Nascido em Vacaria (RS), em 1925, Faoro trilhou uma trajetória que uniu direito, ciência social, política, literatura e resistência democrática. Graduou-se em Direito pela Universidade Federal do Rio Grande do Sul, atuou como advogado e como procurador do Estado do Rio de Janeiro. Foi, contudo, como pensador público e representante que alcançou projeção nacional. Sua obra mais conhecida, Os Donos do Poder (1958), é um dos marcos da teoria política brasileira, estudado em cursos de direito, sociologia e história por sua interpretação corajosa da formação do Estado nacional.
Raymundo Faoro nos ensinou que o poder sem limites corrompe, mas também que a resistência constrói. Neste centenário de nascimento, sua voz ainda deve ser ouvida para nos lembrar: ao Brasil não faltam apenas juristas competentes, mas também consciências comprometidas com a justiça
Faoro descreve o Estado brasileiro como contingência de um modelo patrimonialista herdado dos colonizadores, na qual não se distinguia claramente o público do privado, o que deu origem a uma elite que ocupa o poder e dele se apossa como se fosse propriedade pessoal. Na denúncia de Faoro, o servidor público que age como dono das instituições e dos recursos do Estado é o "dono do poder" que desde sempre assombra as estruturas brasileiras. Nada mais atual, em tempos de apropriação indevida do orçamento público pela elite política e pelo funcionalismo do andar de cima, repleto de privilégios.
Os Donos do Poder, com um lançamento inicialmente tímido, alçou a condição de clássico com a reedição ampliada de 1975. E como todo clássico, o livro precisa ser relido à luz dos novos impasses brasileiros — corrupção sistêmica, captura de instituições, uso indevido do poder público. Ler Faoro éencarar as raízes de nossas mazelas e pensar criticamente nos caminhos possíveis de superação para aquelas que ainda estão presentes.

++++++++++

Tarefas a resolver:
A. Liste as áreas que, segundo o trecho sobre Raymundo Faoro, a trajetória dele uniu.
B. Com base no trecho sobre Raymundo Faoro, responda:
(i) Em que cidade e em que ano Faoro nasceu?
(ii) Em que ano saiu a reedição ampliada de Os Donos do Poder?
(iii) De quem o Estado brasileiro herdou o modelo patrimonialista, de acordo com Faoro?
C. Prossiga o trecho sobre Raymundo Faoro a partir do ponto em que ele termina.
A listagem que vem a seguir é um material à parte, sem ligação com o trecho.

Listagem fornecida:

++++++++++

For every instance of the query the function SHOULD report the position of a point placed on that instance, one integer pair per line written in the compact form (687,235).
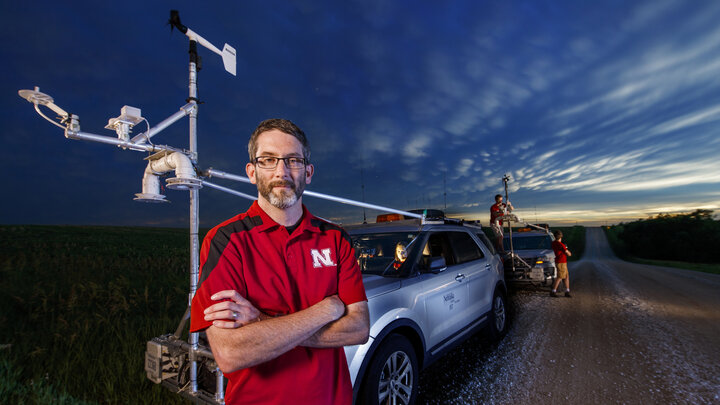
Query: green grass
(703,267)
(619,248)
(79,304)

++++++++++

As respostas:
A. Direito, ciência social, política, literatura e resistência democrática.

B.
(i) Em Vacaria (RS), em 1925.
(ii) Em 1975.
(iii) Dos colonizadores.

C.
À frente da OAB nacional entre 1977 e 1979, em plena ditadura militar, Raymundo Faoro protagonizou em Curitiba um dos momentos mais emblemáticos da história. A VII Conferência Nacional da Advocacia Brasileira, realizada na capital paranaense em 1978, foi palco do clamorpela restituição do Habeas Corpus, que havia sido suprimido pelo regime militar. Sob a liderança de Faoro e de Eduardo Rocha Virmond, então presidente da OAB Paraná, a Ordem assumiu um papel de vanguarda na resistência civil pacífica e na denúncia de abusos, torturas e violações de direitos humanos.
Com firmeza e equilíbrio, Faoro fez da OAB uma instância de resistência moral contra o arbítrio e plantou as sementes da nova advocacia que floresceria com a redemocratização. Exerceu a presidência da OAB como deve ser exercida. Firme na defesa de suas posições, sem perder a capacidade de diálogo institucional. A relação que manteve com o então presidente Ernesto Geisel é o exemplo maior dessa postura e referência para todo dirigente de Ordem.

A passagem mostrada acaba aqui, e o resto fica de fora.